▸ **TEXTO**:
┌──

La filosofía ayuda a describir este ambiente. Byung-Chul Han, en *La sociedad del cansancio*, describe la transición del deber impuesto externamente a la autoexigencia interiorizada: el “yo puedo” como mandato, la autoexplotación vista como virtud productiva y el *burnout* y la depresión como “patologías de la positividad”. Releerlo hoy es útil para evitar juicios morales (“regula mejor el móvil”, “adopta hábitos sanos”) y enfocarse en las estructuras: jornadas laborales, inestabilidad, cuidados, inseguridad, algoritmos que absorben nuestra atención y descanso. El objetivo no es condenar hábitos individuales, sino reconocer que el malestar tiene raíces sociales, culturales y económicas.

En 2022, la OMS y la OIT publicaron directrices laborales que sugieren gestionar riesgos psicosociales (carga laboral, acoso, horarios), capacitar a mandos intermedios, ofrecer apoyo confidencial y establecer protocolos de reincorporación. En centros educativos y universidades, el estándar debería incluir educación socioemocional, vías de derivación y atmósferas de aprendizaje saludables, con la misma rigurosidad con que se planifican los planes de estudio o la infraestructura física. Y el Estado debe hacer lo que solo le corresponde: financiar a gran escala, incorporar la salud mental a la atención primaria, reforzar la prevención del suicidio y construir sistemas de datos que permitan evaluar el progreso y la rendición de cuentas.

¿Puede el sector privado colaborar sin caer en el *wellness-washing*? Sí, si pasa de las palabras a acciones concretas de apoyo y a la medición de resultados. En 2024, UNICEF y Spotify lanzaron “Una mente sana importa / Our Minds Matter” en siete países de la región, con un pódcast elaborado con jóvenes, listas musicales para relajación y, crucialmente, derivación a recursos fiables. Dove ha avanzado con manuales validados para escuelas y deporte —como Body Confident Sport, junto con Nike, que fomenta la aceptación corporal— y con campañas como DetoxYourFeed contra los ideales de belleza irreales en redes. La enseñanza es doble: crear en conjunto con quienes se busca apoyar y publicar evaluaciones para que lo emocional no sea solo una estética de marca. La “tecnología del bienestar” —desde contenidos para pausas hasta dispositivos *wearables*— puede ser útil si mide efectos (sueño, estrés, cumplimiento) y facilita el acceso a servicios de salud. El alcance sin derivación es irrelevante.

└──

▸ **ENTRADAS MOSTRADAS**:
┌──

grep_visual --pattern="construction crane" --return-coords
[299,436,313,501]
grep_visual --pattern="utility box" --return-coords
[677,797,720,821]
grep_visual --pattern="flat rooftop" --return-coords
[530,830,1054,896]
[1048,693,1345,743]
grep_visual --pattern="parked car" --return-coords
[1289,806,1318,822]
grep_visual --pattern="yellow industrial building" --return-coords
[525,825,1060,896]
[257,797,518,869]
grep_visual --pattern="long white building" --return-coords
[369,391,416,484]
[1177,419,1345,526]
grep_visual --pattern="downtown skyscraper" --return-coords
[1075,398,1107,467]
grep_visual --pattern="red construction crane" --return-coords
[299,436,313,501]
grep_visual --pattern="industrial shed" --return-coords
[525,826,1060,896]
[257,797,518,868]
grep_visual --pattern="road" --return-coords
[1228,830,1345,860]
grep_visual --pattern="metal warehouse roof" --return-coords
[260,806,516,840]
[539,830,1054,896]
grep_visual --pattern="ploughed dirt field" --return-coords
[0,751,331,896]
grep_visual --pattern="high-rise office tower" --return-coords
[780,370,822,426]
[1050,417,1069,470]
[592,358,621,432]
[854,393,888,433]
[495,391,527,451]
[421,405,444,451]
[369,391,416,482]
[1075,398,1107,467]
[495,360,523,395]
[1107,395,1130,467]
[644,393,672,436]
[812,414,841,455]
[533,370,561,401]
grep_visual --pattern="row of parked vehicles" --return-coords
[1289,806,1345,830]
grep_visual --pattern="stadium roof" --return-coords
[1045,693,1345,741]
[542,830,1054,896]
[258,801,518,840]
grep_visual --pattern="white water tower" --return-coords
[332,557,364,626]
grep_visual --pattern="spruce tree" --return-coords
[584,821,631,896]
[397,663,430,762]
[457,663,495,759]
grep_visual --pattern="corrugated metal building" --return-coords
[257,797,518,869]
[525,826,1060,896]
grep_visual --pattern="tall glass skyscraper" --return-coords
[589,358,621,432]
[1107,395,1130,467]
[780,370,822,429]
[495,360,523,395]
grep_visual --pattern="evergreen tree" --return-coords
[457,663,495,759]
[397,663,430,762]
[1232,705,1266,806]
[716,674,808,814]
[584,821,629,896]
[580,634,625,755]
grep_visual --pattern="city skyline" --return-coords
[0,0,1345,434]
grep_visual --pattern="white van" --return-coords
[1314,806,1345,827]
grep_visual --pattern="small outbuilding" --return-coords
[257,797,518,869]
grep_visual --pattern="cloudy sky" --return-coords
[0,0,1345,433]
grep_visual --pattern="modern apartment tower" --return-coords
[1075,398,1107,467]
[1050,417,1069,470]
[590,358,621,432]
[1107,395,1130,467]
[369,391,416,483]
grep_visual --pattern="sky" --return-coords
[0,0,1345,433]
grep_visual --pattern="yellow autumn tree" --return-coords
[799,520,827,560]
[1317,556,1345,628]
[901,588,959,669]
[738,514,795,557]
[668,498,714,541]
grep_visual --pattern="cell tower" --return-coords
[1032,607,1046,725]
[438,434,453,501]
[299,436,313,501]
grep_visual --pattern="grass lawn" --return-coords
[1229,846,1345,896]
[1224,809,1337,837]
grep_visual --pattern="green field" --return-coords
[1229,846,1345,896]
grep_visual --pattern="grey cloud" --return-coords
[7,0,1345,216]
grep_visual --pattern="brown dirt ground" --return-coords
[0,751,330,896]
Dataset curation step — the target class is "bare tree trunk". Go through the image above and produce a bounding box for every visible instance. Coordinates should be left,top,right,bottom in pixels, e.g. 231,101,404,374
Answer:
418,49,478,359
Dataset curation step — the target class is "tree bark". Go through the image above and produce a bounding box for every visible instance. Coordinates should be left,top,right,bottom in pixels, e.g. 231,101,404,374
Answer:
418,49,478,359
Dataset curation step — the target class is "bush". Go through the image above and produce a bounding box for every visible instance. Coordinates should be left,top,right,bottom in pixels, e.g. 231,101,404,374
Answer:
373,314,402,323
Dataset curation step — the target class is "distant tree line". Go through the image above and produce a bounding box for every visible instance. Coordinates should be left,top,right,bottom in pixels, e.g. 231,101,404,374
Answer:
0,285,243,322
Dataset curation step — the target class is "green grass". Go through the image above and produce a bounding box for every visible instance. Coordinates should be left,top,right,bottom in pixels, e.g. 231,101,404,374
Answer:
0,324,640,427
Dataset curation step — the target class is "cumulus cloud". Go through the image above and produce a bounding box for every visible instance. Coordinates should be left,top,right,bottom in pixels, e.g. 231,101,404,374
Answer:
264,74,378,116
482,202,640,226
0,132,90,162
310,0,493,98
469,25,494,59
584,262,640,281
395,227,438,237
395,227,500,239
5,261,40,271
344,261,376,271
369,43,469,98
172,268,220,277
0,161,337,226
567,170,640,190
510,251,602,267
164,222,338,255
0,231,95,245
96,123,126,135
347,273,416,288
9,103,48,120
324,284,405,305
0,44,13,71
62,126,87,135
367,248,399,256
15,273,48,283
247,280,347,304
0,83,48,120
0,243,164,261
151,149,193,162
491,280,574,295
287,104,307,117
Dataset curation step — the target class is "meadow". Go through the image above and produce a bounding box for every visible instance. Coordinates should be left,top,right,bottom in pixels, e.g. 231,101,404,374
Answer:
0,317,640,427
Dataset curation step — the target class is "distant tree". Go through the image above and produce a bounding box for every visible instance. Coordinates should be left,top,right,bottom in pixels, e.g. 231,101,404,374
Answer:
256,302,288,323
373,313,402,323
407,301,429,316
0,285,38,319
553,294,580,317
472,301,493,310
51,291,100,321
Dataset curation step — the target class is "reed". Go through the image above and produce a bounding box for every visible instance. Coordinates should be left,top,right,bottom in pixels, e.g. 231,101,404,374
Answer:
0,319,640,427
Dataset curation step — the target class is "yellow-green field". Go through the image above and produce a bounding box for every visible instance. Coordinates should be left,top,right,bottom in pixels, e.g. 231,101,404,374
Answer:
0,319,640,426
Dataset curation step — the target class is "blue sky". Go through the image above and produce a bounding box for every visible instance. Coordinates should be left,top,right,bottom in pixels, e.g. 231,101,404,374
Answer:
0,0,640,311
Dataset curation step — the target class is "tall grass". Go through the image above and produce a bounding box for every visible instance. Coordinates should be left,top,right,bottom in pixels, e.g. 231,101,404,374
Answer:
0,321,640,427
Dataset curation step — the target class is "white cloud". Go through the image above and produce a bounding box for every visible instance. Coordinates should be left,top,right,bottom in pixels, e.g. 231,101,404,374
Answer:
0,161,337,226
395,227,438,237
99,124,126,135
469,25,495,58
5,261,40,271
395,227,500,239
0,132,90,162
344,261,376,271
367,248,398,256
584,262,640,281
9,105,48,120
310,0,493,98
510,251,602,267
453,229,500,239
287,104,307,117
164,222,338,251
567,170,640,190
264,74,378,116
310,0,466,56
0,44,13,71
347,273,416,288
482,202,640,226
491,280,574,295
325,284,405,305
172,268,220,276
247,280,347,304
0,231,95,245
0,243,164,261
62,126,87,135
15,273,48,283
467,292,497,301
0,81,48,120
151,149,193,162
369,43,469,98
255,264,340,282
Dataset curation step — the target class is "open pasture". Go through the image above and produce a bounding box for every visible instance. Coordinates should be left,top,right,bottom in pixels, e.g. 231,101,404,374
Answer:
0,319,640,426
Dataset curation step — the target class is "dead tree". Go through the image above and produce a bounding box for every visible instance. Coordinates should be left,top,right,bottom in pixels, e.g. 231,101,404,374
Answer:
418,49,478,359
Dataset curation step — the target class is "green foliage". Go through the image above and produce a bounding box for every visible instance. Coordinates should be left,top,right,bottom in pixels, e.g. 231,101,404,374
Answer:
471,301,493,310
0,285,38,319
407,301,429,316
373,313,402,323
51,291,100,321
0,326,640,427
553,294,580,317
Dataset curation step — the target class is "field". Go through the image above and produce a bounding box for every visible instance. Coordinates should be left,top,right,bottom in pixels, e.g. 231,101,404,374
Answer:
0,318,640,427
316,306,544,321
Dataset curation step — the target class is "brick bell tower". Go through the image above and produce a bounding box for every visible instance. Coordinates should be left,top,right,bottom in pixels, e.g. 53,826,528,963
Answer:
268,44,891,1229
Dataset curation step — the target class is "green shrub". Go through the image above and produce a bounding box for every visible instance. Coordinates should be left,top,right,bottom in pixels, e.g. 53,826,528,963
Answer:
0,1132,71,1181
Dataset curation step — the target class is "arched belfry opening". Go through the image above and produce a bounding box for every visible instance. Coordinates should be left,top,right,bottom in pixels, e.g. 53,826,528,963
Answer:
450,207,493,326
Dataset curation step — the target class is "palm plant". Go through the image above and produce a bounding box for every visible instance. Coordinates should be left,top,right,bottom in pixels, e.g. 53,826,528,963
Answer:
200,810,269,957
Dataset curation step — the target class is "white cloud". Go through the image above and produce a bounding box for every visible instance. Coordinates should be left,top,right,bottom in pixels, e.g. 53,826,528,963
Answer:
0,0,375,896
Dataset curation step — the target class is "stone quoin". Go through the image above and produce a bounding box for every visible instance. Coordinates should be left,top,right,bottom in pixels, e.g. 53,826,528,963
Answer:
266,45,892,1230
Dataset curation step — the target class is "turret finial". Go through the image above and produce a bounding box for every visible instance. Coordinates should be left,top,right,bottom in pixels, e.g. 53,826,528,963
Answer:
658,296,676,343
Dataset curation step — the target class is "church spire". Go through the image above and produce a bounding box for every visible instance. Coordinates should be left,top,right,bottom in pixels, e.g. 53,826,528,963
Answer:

└──

▸ **TRABAJO REQUERIDO**:
1. Indica si cada afirmación coincide con el texto sobre el malestar y la salud mental, respondiendo sí o no y citando las palabras decisivas: (a) la OMS y la OIT publicaron directrices laborales en 2022; (b) la iniciativa de UNICEF y Spotify se lanzó en diez países; (c) Dove creó Body Confident Sport junto con Adidas.
2. Según el texto sobre el malestar y la salud mental, ¿qué dos trastornos describe Byung-Chul Han como "patologías de la positividad"?
3. Prosigue el texto sobre el malestar y la salud mental a partir de su última oración.

▸ **RESPUESTAS EN ORDEN**:
1.
(a) Sí: "En 2022, la OMS y la OIT publicaron directrices laborales".
(b) No: "en siete países de la región".
(c) No: "como Body Confident Sport, junto con Nike".

2. El *burnout* y la depresión.

3.
Paralelamente, necesitamos un discurso que conecte estos elementos con la vida diaria y las metas de desarrollo. Latinoamérica posee valiosos recursos culturales —redes vecinales y familiares, capital relacional, creatividad comunitaria—, pero la resiliencia no debe utilizarse para posponer cambios estructurales. El camino es conocido y requiere alianzas: hacer de la salud mental una prioridad política máxima; invertir más y mejor (menos barreras, más acciones en el terreno); profesionalizar el manejo del riesgo psicosocial en organizaciones; ampliar la prevención del suicidio con estrategias multisectoriales; y exigir a marcas y plataformas transparencia metodológica y métricas de impacto que evalúen derivaciones y resultados, no solo cuánta gente alcanza. No se trata de recetar *mindfulness* para todo ni de culpar a las personas por cómo organizan su tiempo. Se trata de devolver al problema su dimensión social: vivienda, ingresos, cuidados, tiempos y propósitos compartidos.

El bienestar emocional se construye con servicios accesibles, normas claras, liderazgo capacitado y datos públicos. En un continente acostumbrado a la inestabilidad, cuidar la salud mental es, además, una estrategia de desarrollo: menos abandono escolar, menos ausentismo, mayor productividad sostenida, más ciudadanía. Si lo logramos, el próximo 10 de octubre no repetiremos diagnósticos: celebraremos que Latinoamérica optó por tomarse la salud mental en serio y comenzó a transformar, no solo la conversación, sino la vida diaria de millones.